Direction: In the entries, rewrite the lines from the line with "Exercise. Mark the green" to the line with "Target: green launch stand", swapping "launch stand" for "launch pad" wherever it occurs and leaving everything else as is. Return only those lines.

Exercise materials:
BEGIN

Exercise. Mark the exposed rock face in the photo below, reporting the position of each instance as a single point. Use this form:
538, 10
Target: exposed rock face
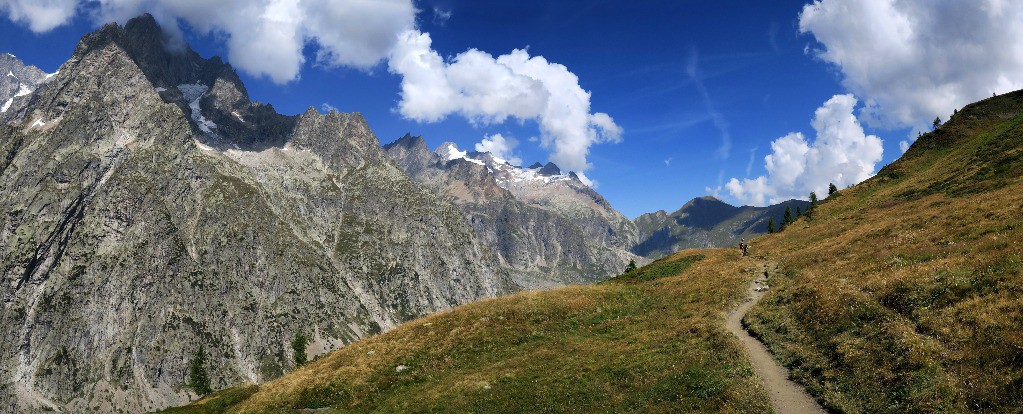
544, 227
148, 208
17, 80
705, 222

END
BEGIN

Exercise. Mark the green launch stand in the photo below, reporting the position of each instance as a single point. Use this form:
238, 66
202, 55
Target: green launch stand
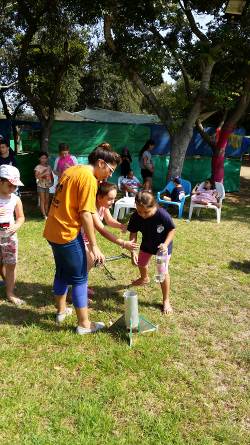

END
BEGIN

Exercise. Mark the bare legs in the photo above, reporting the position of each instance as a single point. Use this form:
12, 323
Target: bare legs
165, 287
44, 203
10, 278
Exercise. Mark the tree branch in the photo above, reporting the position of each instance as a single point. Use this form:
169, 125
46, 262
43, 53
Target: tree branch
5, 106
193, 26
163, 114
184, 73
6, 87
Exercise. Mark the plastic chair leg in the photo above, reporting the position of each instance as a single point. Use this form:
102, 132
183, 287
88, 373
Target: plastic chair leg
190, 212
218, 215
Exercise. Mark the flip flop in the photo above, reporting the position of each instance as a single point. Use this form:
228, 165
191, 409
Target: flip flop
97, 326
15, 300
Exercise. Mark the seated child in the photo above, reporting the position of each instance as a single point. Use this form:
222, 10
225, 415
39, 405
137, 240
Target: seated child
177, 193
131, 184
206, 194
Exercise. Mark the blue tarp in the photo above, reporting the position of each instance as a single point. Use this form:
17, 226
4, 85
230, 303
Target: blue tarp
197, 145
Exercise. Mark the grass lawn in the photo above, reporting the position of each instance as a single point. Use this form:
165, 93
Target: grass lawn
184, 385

END

Exercise response:
Exercise. Mark the green launch pad in the photo below, reporting the position of each instance as a single point. Use this form:
238, 66
202, 55
Target: green launch pad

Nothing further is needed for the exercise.